▼

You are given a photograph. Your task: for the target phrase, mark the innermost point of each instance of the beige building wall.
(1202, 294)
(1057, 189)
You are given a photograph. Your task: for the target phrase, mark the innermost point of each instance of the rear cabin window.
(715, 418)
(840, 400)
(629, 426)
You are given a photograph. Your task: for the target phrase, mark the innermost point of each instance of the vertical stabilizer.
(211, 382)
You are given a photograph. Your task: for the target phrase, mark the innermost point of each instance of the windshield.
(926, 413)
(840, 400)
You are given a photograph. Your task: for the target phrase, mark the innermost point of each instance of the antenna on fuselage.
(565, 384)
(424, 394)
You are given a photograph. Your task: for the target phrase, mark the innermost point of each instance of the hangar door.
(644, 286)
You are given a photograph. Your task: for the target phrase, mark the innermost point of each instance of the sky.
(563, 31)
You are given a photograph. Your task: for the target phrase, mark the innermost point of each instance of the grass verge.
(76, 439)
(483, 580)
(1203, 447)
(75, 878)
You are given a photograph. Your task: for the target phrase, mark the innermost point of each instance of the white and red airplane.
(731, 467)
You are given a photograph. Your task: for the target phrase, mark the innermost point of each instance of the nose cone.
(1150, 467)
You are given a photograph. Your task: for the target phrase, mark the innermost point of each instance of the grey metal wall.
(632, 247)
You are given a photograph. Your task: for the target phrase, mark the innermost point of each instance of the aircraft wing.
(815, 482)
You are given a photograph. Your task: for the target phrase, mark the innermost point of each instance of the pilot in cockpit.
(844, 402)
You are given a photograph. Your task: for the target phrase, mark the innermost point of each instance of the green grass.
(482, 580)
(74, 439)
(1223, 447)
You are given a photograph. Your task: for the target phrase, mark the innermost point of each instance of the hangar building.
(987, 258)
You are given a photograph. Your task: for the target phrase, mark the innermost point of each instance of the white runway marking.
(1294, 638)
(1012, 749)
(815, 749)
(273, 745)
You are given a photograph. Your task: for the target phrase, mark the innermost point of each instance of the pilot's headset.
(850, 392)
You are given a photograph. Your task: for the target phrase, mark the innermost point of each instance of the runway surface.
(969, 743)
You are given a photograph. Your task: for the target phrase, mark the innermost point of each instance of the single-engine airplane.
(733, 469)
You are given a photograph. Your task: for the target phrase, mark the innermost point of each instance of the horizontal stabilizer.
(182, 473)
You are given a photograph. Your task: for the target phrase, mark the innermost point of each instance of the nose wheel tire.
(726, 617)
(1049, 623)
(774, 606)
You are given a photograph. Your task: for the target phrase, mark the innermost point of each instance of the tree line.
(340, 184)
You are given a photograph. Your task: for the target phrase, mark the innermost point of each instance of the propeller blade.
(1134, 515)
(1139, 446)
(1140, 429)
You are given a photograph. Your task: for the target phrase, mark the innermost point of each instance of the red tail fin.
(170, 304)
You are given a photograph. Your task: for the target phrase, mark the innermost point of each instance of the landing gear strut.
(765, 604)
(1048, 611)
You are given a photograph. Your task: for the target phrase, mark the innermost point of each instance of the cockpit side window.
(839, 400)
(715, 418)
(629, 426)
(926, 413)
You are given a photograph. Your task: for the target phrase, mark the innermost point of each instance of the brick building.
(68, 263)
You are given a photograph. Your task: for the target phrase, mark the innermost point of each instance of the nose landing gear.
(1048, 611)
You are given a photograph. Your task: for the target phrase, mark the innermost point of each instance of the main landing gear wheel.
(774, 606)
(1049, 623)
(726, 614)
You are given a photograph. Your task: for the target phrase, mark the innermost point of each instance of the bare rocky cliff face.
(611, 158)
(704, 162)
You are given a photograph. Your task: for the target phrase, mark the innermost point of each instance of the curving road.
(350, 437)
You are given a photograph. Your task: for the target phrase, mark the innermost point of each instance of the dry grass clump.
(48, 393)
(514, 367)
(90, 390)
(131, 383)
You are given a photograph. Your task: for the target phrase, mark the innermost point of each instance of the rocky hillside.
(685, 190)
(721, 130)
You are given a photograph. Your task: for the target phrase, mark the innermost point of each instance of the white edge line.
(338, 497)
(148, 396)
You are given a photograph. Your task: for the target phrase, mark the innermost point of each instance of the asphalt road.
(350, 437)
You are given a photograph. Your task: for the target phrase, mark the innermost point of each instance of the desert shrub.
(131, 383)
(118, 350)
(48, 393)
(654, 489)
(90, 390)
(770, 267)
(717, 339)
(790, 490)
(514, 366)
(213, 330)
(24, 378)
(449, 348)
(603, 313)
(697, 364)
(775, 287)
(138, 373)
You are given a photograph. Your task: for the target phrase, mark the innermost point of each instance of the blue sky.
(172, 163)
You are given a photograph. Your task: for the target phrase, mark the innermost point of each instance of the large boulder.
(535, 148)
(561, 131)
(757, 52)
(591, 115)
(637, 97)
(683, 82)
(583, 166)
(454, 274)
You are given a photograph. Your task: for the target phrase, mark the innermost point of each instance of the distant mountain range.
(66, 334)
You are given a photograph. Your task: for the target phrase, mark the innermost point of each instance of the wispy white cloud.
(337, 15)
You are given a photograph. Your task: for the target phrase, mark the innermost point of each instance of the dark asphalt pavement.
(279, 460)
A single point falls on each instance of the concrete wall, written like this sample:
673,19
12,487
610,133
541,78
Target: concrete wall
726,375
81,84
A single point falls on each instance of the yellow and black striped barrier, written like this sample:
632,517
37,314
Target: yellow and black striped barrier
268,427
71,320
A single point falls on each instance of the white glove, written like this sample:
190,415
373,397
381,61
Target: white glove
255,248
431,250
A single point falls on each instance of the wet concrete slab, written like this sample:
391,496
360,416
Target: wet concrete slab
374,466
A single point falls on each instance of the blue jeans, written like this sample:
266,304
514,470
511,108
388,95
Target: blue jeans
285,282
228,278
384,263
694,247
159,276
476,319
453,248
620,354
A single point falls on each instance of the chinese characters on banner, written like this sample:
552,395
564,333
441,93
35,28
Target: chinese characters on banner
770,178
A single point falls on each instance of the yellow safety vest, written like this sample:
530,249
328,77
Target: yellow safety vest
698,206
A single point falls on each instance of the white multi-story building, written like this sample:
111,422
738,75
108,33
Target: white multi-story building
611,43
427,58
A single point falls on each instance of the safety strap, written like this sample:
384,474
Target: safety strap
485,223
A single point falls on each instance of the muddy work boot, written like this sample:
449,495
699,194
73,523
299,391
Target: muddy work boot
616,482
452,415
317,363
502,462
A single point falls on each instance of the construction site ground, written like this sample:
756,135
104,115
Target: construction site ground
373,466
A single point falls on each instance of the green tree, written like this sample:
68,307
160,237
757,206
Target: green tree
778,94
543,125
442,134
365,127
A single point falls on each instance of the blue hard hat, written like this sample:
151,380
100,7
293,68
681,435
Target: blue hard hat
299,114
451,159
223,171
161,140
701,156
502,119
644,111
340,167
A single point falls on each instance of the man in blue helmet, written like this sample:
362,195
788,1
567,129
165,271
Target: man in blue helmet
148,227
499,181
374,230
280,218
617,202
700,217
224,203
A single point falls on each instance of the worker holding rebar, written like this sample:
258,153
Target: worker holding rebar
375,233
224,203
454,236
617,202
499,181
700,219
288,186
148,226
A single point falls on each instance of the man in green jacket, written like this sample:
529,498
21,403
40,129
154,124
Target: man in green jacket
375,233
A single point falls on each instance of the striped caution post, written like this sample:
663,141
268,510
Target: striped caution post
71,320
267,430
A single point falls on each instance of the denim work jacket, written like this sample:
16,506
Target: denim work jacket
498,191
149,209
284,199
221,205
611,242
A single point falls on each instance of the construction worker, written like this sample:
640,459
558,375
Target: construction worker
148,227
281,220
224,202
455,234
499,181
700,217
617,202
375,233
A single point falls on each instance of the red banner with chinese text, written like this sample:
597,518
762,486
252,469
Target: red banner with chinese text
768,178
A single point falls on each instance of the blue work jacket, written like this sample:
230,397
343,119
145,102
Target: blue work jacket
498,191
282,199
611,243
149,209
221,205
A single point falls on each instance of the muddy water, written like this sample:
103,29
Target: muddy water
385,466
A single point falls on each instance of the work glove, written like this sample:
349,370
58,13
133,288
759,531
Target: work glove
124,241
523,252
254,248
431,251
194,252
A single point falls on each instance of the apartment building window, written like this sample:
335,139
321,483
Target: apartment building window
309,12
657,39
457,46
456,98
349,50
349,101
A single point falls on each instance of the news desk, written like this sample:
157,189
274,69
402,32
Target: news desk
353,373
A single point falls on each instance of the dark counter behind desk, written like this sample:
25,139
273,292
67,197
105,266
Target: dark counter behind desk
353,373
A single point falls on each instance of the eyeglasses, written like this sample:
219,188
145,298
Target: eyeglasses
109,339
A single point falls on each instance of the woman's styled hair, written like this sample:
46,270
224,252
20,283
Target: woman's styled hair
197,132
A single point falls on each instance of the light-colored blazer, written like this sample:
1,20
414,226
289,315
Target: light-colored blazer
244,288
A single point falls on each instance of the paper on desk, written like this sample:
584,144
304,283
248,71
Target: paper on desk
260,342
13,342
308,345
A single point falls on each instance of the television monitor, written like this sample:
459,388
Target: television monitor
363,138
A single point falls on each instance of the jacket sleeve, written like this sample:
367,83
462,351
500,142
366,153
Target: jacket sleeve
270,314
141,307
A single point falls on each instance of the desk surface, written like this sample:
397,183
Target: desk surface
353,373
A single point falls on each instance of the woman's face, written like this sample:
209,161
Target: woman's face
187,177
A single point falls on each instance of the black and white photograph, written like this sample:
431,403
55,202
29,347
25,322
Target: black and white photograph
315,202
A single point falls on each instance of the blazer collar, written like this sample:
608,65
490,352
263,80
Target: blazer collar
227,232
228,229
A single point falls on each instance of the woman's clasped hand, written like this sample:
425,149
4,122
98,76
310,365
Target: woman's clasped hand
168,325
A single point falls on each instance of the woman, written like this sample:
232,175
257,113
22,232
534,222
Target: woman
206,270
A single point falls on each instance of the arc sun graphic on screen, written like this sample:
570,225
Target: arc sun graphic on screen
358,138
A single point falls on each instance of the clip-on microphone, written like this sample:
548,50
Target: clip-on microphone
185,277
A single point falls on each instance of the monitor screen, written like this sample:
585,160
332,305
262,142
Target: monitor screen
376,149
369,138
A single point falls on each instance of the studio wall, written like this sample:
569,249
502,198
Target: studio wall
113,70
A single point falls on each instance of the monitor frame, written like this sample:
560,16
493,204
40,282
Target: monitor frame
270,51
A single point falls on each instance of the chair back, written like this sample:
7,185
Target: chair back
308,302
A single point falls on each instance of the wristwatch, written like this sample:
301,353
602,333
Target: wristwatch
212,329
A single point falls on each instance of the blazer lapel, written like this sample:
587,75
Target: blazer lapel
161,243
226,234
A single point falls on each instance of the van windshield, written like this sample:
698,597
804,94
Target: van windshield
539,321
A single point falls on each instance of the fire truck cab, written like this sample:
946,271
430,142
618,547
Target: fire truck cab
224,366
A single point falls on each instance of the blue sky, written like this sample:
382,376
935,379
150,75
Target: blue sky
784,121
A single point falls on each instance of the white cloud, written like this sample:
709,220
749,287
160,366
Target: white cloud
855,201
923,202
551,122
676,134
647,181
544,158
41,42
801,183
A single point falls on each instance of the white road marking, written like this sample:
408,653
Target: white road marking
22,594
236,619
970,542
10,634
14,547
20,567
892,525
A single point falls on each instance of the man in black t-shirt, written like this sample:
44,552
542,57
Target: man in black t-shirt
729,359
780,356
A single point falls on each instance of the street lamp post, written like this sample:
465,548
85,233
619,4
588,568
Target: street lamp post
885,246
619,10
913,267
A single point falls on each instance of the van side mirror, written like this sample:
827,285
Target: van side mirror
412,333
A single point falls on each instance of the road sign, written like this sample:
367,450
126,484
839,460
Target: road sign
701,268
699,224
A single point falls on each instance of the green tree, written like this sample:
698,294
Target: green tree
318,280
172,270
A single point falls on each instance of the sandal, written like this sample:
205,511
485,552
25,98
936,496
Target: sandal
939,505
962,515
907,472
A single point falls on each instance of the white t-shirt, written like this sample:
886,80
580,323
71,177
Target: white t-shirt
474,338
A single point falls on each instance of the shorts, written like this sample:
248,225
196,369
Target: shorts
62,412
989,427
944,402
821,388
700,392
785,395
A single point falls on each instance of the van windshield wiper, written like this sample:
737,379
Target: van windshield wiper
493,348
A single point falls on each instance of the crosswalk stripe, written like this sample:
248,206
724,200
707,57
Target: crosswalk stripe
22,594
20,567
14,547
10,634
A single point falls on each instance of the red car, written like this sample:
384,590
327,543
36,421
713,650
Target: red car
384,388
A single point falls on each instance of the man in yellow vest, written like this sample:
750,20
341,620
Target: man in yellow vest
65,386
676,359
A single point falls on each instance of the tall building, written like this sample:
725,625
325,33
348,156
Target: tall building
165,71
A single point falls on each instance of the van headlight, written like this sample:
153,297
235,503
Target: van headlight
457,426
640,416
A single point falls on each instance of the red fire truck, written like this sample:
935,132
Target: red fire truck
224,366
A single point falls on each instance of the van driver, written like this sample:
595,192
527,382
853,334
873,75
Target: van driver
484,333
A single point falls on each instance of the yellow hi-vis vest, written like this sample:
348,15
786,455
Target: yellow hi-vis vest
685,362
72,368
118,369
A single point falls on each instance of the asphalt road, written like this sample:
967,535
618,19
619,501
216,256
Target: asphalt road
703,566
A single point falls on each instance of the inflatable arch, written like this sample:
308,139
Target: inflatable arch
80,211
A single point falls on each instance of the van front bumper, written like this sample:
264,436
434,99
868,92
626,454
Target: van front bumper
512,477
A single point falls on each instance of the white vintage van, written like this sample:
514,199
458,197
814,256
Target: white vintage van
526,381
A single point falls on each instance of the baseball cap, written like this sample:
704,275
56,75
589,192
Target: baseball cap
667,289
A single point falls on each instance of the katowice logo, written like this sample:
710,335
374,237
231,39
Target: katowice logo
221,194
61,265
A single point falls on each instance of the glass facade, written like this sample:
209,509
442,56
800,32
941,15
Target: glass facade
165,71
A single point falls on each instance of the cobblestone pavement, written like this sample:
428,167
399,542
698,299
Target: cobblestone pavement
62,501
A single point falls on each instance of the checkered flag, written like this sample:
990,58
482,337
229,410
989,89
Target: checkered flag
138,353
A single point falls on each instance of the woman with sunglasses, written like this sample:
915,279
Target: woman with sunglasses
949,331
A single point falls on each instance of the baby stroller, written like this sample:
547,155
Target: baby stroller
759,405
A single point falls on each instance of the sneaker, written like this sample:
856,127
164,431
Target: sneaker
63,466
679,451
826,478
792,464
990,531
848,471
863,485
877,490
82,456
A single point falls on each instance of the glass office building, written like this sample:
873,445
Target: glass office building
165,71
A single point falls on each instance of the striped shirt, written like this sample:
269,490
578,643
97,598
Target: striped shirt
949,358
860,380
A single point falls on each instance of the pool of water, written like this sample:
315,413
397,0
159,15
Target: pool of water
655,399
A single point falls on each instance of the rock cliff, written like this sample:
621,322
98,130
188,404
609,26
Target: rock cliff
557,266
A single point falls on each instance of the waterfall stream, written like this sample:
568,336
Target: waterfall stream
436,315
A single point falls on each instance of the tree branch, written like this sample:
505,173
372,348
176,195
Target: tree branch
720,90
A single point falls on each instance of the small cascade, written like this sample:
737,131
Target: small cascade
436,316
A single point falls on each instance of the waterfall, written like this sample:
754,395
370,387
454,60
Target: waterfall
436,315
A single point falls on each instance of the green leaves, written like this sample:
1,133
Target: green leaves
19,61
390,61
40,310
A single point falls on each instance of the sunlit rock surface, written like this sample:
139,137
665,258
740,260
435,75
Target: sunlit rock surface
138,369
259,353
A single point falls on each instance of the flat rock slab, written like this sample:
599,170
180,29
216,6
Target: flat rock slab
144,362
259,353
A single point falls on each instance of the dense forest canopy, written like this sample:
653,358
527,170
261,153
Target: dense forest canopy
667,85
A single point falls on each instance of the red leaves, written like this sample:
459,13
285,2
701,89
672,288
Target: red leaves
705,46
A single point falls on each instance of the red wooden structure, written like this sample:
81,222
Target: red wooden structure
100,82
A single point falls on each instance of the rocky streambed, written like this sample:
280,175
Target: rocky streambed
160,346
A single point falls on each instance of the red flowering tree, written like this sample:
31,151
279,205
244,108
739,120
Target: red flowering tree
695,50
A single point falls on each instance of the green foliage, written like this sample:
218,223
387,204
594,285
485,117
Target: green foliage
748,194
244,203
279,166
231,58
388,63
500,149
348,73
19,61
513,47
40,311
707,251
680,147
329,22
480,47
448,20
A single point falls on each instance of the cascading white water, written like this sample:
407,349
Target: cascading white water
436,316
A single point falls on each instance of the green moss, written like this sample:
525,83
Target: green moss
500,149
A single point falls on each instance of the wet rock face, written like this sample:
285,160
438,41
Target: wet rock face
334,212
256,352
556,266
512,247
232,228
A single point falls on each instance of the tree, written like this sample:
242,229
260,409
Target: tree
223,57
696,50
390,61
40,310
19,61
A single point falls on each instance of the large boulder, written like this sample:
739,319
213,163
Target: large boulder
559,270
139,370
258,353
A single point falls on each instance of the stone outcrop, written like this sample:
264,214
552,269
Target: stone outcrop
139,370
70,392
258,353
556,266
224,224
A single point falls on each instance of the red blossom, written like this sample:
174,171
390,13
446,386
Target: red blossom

▲

(YOUR TASK):
Starting at the line that contains "A single point falls on each instance of the cascading" and ending with the last line of the records, write those lines out again with "sample" changed to "example" and everything else left the same.

(ANSWER TO THIS TASK):
A single point falls on each instance of the cascading white water, written like this example:
407,349
Target: cascading white water
436,316
A single point falls on each instance of the green moss, written like this example:
525,83
Target: green moss
500,149
A single point falls on each instance of the wet rock face, written like this example:
285,160
438,41
Target: wet rock face
334,212
256,352
556,266
512,247
232,228
A single point falls on each instance of the tree, written like this example:
242,229
260,409
Target: tree
223,57
696,50
390,61
40,310
19,61
A single point falls on each instance of the large boulder, written like this example:
739,319
213,163
Target: large boulder
559,270
139,370
258,353
A single point falls on each instance of the stone outcrop, written like this example:
264,214
552,269
Target: stone outcrop
139,370
70,392
258,353
556,266
224,224
A single point falls on each instance of the red blossom, written like this example:
174,171
390,13
446,386
Target: red blossom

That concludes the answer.